▶ Source text

** BEGIN **

But I don't have it yet in an aggregate amount for the whole company.
David Smith
So we can assume then, based on those comments, that your guidance for 2003, the improvement really is going to be margin driven?
Eric Fast - President and CEO
Well, clearly in fluid handling. We're only expecting very -- almost no sales increases, all margin. You'll get some margin improvement in engineer materials. Some of that's going to be volume, but we already run that pretty tight. It's the way we're going to survive -- it's our fundamental philosophy that this is the way we're going to be successful in this environment. We don't have any choice.
David Smith
Okay. On working capital, it looks like you guys are making some good progress on inventory and receivables aren't doing bad either but for the full year do you have a sense of what kind of a benefit you expect to get in terms of cash flow there? And then maybe some insight into 2003, what's the kind of flat free cash flow guidance you've given so far?
Mike Raithel - CFO
We're best in class on receivables. We need to improve on inventories and also on the payable side of the business. We've taken 30 million out to date and we would expect to probably take another 10 million out in the fourth quarter. This will get us to the 120 million that we need this year. Going into next year overall, we're going to have -- just in round numbers you're going to have net income of $100 million. You're going to have $50 million in amortization and depreciation. We're probably going to have dividends of 25 million, cap ex probably 25 million, again, gets you down to 100; we'll have to take 20 million out of working capital again.
And we have a lot of room for improvement in the inventory side of that and we're driving that across every business.
Eric Fast - President and CEO
David, as you know, we've got a long term goal here of working capital as a percent of sales. We want to take one to 1.5 percent reduction in that ratio every year. So that would be, again, the -- call it $20 million in working capital.

** END **

▶ Written instruction A
Render the records starting with the line with "TARGET: cap brim" and going on through the line with "[(449, 1085)]" as a two-column CSV with the columns record_text and answer. Give one row per record, with each value in a single quoted field and line breaks turned into spaces.

▶ Materials provided

** BEGIN **

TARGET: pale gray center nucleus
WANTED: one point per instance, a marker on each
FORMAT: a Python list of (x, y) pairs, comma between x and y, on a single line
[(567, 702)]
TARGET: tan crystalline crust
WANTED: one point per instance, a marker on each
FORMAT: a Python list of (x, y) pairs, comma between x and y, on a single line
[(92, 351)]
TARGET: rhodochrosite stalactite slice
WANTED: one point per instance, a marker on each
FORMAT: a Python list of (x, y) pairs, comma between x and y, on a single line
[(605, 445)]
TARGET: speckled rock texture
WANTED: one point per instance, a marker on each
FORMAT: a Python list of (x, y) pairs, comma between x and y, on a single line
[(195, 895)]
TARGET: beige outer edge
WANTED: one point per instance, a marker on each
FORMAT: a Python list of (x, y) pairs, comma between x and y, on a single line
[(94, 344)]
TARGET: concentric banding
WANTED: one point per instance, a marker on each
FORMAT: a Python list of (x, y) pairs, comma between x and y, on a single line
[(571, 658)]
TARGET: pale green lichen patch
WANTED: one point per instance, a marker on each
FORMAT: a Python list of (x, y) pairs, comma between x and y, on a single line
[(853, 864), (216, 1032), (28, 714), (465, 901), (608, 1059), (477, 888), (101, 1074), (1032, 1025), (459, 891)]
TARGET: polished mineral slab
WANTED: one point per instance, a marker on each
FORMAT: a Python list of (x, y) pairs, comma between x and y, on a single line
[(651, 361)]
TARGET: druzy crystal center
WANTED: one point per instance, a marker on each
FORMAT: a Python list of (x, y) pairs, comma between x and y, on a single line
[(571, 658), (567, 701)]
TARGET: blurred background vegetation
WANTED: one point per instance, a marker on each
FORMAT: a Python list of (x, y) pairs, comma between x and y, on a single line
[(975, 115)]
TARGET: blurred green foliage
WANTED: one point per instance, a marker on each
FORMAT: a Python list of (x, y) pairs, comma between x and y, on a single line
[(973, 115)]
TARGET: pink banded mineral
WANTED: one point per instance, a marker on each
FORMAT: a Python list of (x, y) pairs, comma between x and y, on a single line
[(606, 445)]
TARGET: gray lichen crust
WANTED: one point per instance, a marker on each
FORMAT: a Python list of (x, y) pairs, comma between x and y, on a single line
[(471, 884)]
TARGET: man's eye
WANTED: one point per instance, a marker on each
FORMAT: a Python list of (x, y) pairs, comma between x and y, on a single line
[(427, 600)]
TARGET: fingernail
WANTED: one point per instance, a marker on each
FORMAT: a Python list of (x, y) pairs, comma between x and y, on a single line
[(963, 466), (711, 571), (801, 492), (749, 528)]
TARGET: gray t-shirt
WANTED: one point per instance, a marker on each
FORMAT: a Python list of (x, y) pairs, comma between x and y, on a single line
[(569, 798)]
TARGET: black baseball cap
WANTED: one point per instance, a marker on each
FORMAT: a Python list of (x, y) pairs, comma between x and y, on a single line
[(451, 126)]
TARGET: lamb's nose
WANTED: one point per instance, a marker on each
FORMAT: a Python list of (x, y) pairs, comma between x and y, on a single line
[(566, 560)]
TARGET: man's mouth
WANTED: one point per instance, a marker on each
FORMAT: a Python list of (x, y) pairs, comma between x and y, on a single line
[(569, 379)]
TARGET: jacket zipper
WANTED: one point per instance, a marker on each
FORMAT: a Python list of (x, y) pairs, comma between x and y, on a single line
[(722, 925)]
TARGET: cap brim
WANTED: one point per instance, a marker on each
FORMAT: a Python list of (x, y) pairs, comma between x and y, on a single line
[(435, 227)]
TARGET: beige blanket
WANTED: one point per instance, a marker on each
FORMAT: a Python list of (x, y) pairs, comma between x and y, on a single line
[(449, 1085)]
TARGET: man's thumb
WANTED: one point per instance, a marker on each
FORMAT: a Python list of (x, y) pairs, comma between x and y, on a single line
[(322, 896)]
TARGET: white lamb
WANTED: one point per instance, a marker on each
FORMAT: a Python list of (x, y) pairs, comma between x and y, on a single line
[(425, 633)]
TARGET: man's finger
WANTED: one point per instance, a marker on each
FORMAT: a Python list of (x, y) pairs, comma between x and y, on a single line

** END **

▶ Written instruction B
Return the passage of the conference call transcript starting with "Mike Raithel - CFO" and going on through "across every business.", copied word for word.

▶ Answer A
record_text,answer
"TARGET: cap brim WANTED: one point per instance, a marker on each FORMAT: a Python list of (x, y) pairs, comma between x and y, on a single line","[(435, 227)]"
"TARGET: beige blanket WANTED: one point per instance, a marker on each FORMAT: a Python list of (x, y) pairs, comma between x and y, on a single line","[(449, 1085)]"

▶ Answer B
Mike Raithel - CFO
We're best in class on receivables. We need to improve on inventories and also on the payable side of the business. We've taken 30 million out to date and we would expect to probably take another 10 million out in the fourth quarter. This will get us to the 120 million that we need this year. Going into next year overall, we're going to have -- just in round numbers you're going to have net income of $100 million. You're going to have $50 million in amortization and depreciation. We're probably going to have dividends of 25 million, cap ex probably 25 million, again, gets you down to 100; we'll have to take 20 million out of working capital again.
And we have a lot of room for improvement in the inventory side of that and we're driving that across every business.